Text segment.
112. France had developed a substantial pharmaceutical line of which the Société des Usines Chimiques Rhône-Poulenc (Rhône-Poulenc) was the principal firm. The pharmaceutical branch of Farben, the Bayer organization, was also desirous of "negotiating" an agreement in that field. The Rhône-Poulenc plants, however, were located in unoccupied France. With the aid and assistance of the German authorities, the defendant Mann conducted successful "negotiations" resulting in a formal agreement whereby Farben acquired a 51 percent interest in a subsidiary of Rhône-Poulenc and whereby that subsidiary was made the joint sales agency for the products of Bayer and Rhône-Poulenc. Farben paid for its purchase through the "clearing account."

113. By the aforementioned "negotiations," Farben acquired control of the French chemical and pharmaceutical industries, integrated its production with its own operations, and participated in the subjugation of the French economy to the German economy and in the destruction of its former independence.

Task instructions. Can you quote the Farben text between "113. By the" and "its former independence.", inclusive? None of the lines after this are needed.

Dataset extract.
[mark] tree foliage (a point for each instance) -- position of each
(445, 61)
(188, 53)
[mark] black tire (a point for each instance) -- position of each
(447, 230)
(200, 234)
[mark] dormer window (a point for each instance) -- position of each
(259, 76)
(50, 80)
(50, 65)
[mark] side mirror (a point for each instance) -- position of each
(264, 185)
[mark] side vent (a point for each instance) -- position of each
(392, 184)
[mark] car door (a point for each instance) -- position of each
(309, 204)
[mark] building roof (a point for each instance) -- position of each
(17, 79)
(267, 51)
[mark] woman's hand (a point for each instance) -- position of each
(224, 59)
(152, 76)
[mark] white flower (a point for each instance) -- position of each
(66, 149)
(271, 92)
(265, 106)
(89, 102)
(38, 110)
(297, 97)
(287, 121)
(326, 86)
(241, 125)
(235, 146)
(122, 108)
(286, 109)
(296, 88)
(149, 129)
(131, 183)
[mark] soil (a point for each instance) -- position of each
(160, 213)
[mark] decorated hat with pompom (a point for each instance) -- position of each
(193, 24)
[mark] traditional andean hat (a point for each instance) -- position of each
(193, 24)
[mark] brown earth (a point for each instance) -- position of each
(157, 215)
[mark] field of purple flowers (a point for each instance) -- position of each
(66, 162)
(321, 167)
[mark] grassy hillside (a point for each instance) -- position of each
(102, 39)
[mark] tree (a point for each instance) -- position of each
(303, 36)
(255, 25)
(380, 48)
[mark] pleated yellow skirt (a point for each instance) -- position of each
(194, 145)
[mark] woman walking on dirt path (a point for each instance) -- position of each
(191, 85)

Answer to this exercise.
113. By the aforementioned "negotiations," Farben acquired control of the French chemical and pharmaceutical industries, integrated its production with its own operations, and participated in the subjugation of the French economy to the German economy and in the destruction of its former independence.